> **PROBLEMA PROPOSTO 1**:
No texto sobre os arquivos da ditadura, onde está guardado tudo o que o autor sabe sobre esse período?

> **TEXTO DE ORIGEM**:
- - - - -
Friday, 29 de March de 2024 ISSN 1519-7670 - Ano 24 - nº 1281

Os arquivos ainda estão fechados

Não, eu não nasci durante a ditadura. Tudo o que sei sobre esse período (ou imagino que saiba) está guardado numa caixa de sapatos da Penalty – uma das tantas ironias do país do futebol. São fotos, bilhetes, cartas e recortes de jornal a me contarem sobre chegadas e partidas, alegrias e tristezas, (re)encontros e rupturas vividos por meu pai durante os anos do exílio. Em meio a tantas lembranças, a constatação de que fora, também, em condições tão incertas e vacilantes que ele se tornara pai pela primeira vez – da minha irmã mais velha. Histórias que, independentemente do desfecho, carregam as marcas desse tempo e as estendem até nós, os filhos de uma geração que acreditou em outra via possível para esse mundo – ainda tão desigual, pouco justo e, cada dia mais, individualista.
- - - - -
> **PROBLEMA PROPOSTO 2**:
Por favor, transcreva as linhas da listagem abaixo, começando pela linha que contém "Presence query — locate the shower niche" e seguindo até o fim da listagem.
- - - - -
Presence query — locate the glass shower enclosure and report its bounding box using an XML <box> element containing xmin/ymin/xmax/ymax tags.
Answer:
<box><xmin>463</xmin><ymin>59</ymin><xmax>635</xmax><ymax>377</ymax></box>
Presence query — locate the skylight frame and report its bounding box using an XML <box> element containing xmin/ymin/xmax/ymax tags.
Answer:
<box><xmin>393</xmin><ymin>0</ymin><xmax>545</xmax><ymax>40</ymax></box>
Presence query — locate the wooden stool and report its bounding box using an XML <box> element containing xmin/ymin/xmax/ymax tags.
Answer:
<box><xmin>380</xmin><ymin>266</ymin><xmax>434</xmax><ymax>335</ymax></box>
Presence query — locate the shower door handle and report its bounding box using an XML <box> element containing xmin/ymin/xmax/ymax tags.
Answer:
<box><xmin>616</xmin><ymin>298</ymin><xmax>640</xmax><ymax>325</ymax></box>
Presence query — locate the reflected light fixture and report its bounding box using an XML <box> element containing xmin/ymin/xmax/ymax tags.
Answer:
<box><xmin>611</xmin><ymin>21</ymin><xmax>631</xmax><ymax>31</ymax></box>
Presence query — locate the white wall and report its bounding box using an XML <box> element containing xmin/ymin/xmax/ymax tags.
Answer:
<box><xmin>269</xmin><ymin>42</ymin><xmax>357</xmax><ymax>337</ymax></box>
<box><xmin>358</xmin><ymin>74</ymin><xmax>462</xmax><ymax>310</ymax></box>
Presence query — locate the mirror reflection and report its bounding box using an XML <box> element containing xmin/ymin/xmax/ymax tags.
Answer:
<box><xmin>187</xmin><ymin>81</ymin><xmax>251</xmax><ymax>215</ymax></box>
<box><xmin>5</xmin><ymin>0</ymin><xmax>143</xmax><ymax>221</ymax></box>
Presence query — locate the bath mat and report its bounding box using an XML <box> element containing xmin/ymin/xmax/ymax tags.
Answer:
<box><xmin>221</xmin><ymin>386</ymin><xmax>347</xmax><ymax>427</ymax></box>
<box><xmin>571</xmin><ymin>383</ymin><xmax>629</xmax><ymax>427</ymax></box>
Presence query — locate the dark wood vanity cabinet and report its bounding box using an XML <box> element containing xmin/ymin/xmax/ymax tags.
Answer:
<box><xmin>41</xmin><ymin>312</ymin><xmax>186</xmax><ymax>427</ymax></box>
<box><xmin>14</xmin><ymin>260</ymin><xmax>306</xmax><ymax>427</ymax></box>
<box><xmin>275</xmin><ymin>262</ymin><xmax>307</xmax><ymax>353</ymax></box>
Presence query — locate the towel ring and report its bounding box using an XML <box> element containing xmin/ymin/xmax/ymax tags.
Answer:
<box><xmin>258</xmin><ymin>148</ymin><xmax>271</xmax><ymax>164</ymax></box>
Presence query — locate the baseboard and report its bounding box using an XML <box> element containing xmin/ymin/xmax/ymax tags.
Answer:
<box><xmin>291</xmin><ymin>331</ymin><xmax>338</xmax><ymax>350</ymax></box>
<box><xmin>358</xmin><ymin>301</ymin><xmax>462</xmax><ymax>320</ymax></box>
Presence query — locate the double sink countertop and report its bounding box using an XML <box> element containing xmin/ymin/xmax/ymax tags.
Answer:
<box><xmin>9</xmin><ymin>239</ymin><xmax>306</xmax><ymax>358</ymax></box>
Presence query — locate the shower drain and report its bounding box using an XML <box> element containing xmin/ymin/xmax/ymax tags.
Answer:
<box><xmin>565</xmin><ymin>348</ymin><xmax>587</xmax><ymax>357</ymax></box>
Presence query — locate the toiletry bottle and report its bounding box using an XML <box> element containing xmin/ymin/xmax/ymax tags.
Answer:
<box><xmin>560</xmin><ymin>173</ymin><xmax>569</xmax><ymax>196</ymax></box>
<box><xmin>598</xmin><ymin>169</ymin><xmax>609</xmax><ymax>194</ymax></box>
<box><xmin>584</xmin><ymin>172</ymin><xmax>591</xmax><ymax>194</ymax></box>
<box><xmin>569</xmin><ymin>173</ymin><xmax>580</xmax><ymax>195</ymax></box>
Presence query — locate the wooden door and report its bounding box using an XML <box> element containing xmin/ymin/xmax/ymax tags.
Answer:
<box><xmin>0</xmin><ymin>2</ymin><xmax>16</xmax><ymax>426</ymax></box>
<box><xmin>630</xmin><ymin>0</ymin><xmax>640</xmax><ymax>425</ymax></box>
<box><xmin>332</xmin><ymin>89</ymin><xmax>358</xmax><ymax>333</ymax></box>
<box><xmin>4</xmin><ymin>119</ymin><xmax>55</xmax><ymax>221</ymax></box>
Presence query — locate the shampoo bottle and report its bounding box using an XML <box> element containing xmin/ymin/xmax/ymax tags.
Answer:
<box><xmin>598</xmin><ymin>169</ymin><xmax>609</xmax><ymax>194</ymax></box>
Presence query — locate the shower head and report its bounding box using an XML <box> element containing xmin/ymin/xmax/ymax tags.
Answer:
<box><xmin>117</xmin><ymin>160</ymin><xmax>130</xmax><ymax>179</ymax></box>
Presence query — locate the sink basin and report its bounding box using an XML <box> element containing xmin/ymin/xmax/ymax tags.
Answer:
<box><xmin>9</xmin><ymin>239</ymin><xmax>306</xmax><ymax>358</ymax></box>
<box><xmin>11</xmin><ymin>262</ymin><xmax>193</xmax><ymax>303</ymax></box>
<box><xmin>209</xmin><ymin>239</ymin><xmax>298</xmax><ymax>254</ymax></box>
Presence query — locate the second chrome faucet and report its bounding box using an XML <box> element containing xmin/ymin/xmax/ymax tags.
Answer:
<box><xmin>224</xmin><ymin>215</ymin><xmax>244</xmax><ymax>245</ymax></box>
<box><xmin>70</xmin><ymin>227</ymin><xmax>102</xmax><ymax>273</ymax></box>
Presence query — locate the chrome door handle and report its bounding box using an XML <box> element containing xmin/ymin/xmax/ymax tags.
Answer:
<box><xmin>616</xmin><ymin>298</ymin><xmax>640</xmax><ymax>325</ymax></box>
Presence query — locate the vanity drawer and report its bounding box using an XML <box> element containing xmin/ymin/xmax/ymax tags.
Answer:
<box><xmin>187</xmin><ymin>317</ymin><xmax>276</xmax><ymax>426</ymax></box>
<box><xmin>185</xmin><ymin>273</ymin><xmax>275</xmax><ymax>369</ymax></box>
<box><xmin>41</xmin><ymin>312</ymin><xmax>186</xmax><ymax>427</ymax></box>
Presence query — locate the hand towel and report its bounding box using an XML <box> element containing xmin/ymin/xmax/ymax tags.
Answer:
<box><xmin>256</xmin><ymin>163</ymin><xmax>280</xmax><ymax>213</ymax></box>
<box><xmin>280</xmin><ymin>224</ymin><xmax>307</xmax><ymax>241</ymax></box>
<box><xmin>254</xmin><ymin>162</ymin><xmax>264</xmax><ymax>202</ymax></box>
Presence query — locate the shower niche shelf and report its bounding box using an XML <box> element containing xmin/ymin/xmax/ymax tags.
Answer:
- - - - -
> **RESPOSTA ESCRITA 1**:
Numa caixa de sapatos da Penalty.

> **RESPOSTA ESCRITA 2**:
Presence query — locate the shower niche shelf and report its bounding box using an XML <box> element containing xmin/ymin/xmax/ymax tags.
Answer:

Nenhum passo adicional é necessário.